Stored items
<<<<
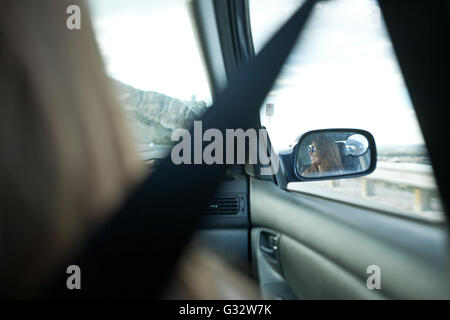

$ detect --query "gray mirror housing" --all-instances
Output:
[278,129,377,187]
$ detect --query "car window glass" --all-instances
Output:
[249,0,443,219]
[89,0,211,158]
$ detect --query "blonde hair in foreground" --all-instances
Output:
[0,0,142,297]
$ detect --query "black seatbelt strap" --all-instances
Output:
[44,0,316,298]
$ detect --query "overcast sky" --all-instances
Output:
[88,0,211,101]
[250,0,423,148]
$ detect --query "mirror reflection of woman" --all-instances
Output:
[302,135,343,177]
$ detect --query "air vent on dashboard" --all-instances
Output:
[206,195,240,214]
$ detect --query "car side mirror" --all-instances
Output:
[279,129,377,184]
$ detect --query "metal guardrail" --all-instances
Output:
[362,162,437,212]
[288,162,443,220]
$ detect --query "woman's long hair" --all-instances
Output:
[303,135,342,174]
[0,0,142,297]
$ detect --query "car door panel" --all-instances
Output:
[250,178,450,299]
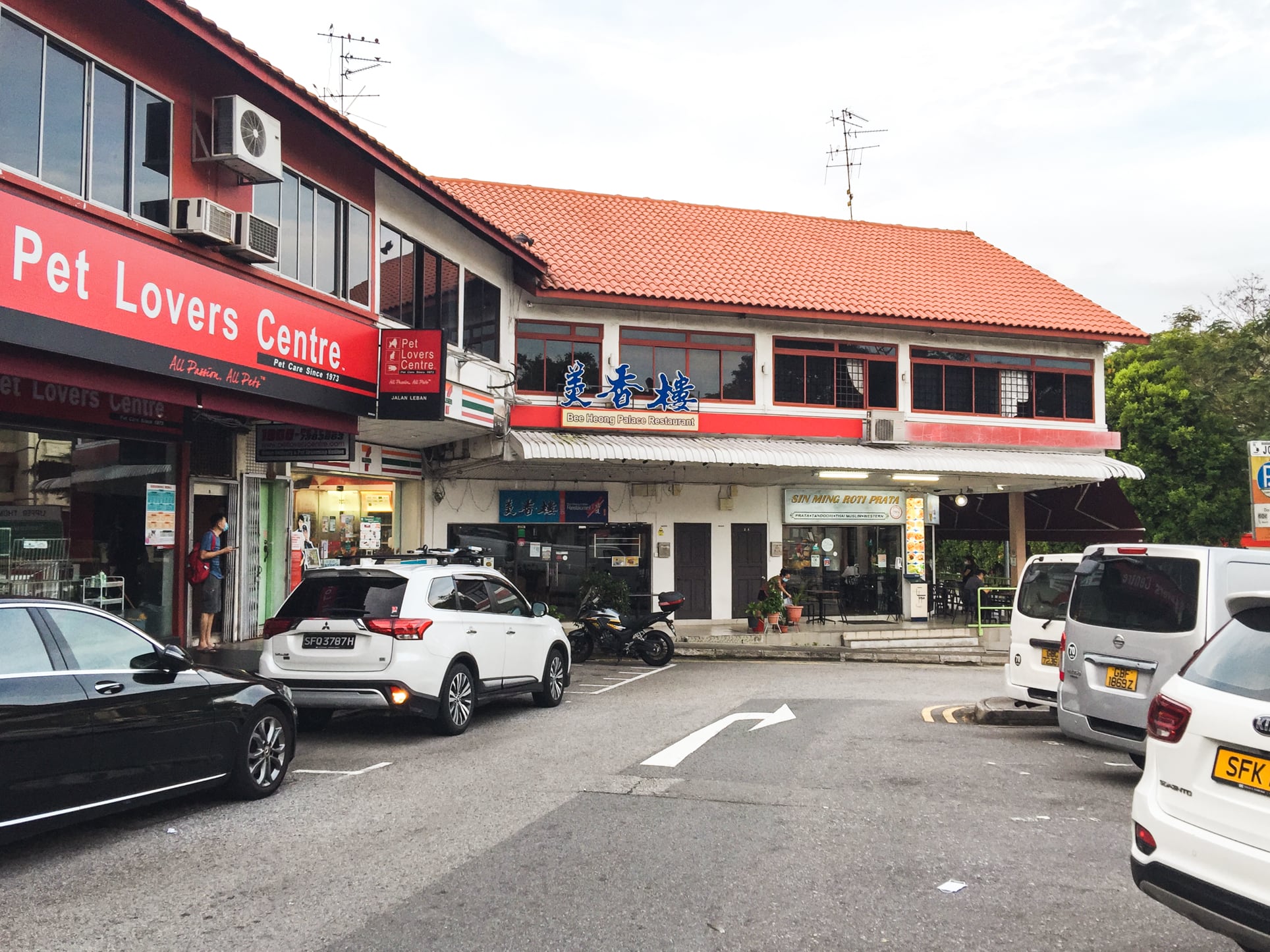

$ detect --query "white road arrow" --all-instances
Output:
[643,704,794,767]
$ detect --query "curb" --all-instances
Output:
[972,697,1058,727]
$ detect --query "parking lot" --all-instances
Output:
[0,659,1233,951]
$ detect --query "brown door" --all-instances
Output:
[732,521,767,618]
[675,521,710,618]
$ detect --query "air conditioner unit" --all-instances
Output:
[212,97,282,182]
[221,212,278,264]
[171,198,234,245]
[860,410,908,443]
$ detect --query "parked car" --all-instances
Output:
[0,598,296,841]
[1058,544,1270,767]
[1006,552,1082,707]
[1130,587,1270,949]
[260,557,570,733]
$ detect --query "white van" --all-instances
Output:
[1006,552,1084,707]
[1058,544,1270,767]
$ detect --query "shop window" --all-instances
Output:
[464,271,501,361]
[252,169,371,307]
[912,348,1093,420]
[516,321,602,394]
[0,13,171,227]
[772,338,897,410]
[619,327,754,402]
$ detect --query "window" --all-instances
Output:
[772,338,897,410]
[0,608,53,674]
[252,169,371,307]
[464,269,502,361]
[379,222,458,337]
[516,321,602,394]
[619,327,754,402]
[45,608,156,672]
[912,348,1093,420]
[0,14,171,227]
>>>>
<<<<
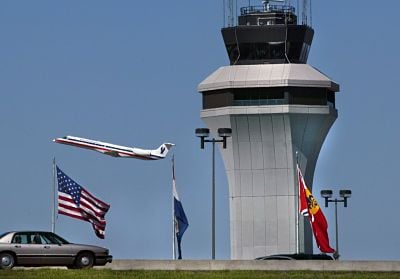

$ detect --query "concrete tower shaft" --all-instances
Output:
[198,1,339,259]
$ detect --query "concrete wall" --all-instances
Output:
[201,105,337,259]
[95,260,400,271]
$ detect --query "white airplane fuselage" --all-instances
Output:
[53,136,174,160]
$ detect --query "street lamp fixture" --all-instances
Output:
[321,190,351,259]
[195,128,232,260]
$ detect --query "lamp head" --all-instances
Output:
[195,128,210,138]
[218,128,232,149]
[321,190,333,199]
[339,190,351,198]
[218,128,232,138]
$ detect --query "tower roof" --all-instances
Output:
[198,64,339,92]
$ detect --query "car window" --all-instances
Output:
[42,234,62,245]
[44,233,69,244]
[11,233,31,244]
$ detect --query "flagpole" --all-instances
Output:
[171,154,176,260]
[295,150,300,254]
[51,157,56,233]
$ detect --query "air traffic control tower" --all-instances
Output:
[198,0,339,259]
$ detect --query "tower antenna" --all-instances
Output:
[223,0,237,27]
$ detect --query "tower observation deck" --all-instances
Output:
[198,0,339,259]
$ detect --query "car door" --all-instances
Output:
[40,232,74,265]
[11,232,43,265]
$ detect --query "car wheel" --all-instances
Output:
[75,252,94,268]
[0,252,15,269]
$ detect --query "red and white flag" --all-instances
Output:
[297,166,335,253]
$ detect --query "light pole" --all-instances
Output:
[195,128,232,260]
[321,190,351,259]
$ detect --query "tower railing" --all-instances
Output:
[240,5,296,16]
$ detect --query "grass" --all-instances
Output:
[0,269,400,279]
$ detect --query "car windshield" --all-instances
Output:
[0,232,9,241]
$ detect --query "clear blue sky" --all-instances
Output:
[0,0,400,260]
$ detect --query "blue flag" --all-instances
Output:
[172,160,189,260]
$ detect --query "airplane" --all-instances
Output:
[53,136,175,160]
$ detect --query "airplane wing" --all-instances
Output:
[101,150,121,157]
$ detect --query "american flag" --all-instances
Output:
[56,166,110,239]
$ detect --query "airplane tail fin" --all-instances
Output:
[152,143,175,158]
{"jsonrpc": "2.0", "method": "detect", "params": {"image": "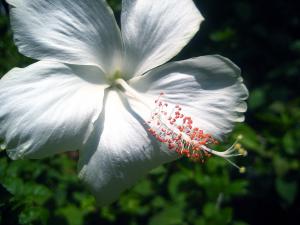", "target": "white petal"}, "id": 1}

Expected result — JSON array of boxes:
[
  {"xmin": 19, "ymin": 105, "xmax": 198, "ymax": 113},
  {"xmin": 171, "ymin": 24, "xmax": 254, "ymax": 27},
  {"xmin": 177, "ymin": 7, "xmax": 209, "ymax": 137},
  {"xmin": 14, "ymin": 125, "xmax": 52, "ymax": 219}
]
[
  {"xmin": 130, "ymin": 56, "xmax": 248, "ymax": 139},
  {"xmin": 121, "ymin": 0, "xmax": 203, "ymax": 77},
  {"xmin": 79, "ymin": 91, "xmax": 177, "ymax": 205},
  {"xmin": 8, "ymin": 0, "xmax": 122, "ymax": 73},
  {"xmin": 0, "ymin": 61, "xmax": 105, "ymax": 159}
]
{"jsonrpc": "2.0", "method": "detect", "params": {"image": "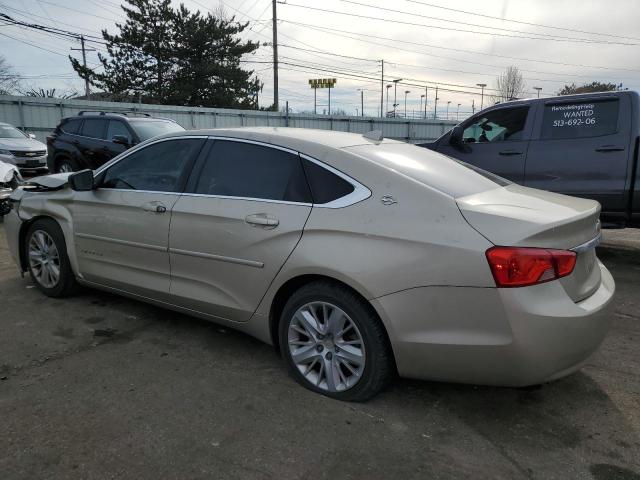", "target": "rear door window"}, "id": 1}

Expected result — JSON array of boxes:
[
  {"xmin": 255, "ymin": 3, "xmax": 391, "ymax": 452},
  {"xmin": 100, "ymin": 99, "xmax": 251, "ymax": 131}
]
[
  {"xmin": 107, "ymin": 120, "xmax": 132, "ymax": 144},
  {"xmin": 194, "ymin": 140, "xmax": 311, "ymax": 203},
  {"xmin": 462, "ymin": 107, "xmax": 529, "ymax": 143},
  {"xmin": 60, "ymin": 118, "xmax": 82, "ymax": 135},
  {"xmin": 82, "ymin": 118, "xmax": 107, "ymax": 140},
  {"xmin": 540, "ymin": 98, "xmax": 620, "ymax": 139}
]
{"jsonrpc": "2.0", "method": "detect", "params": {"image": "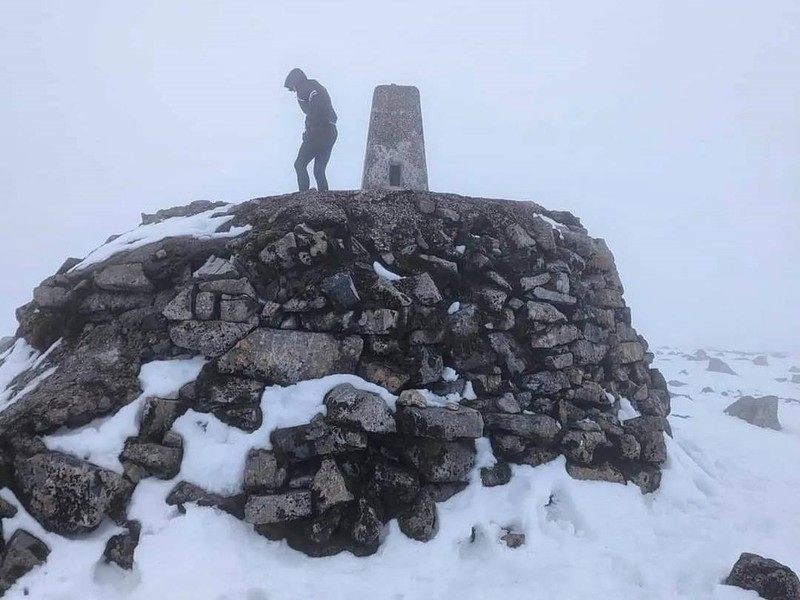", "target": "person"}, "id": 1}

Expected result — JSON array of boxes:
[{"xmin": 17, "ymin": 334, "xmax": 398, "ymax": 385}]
>>>>
<<<<
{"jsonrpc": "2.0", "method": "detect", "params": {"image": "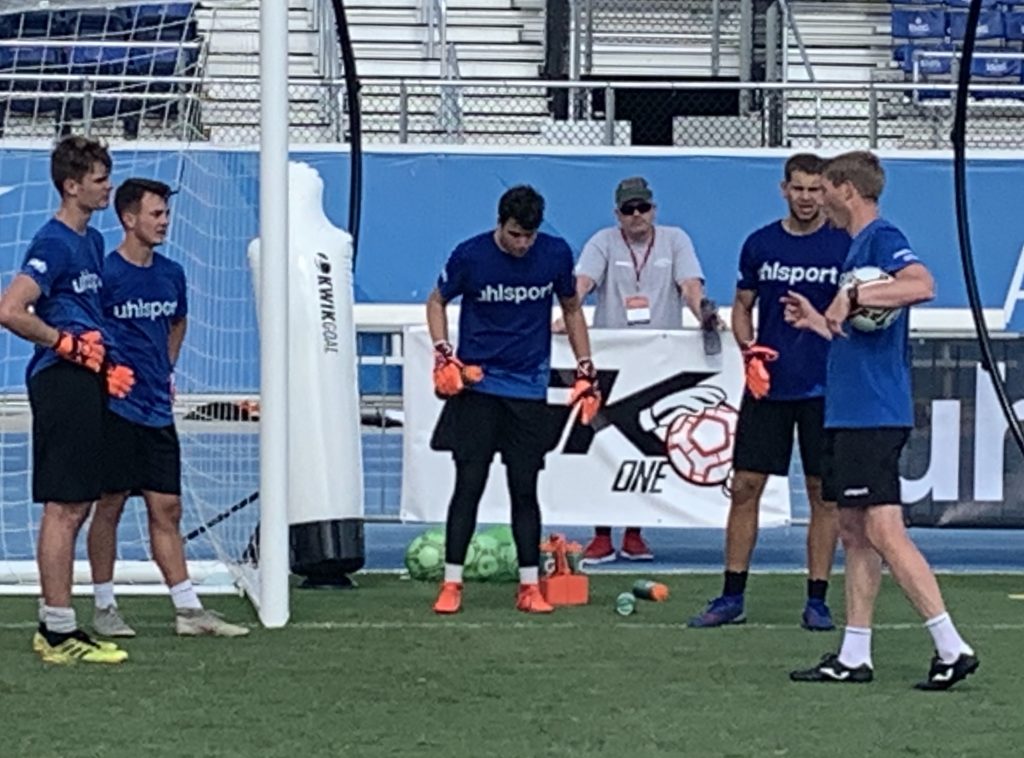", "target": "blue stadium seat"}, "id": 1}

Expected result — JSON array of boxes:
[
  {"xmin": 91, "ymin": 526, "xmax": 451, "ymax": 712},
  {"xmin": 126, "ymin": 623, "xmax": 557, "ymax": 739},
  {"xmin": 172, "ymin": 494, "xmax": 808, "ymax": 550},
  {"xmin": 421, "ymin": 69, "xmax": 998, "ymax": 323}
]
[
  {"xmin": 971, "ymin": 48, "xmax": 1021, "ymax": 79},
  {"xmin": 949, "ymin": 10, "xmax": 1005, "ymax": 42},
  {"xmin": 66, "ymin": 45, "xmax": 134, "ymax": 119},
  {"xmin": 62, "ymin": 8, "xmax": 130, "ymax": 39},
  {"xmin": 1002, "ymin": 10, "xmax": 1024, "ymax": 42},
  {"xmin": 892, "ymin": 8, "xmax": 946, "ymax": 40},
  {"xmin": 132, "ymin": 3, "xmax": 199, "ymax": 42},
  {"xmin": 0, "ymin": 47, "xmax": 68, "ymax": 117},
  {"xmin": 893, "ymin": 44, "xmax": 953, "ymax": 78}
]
>>>>
WORK TO DO:
Return every line from the stored items above that contains the string "mirror".

TASK SOLUTION:
$ detect --query "gray mirror housing" --all-instances
$ detect --query "mirror reflection of woman" --all-instances
$ detect --query "car side mirror" --all-instances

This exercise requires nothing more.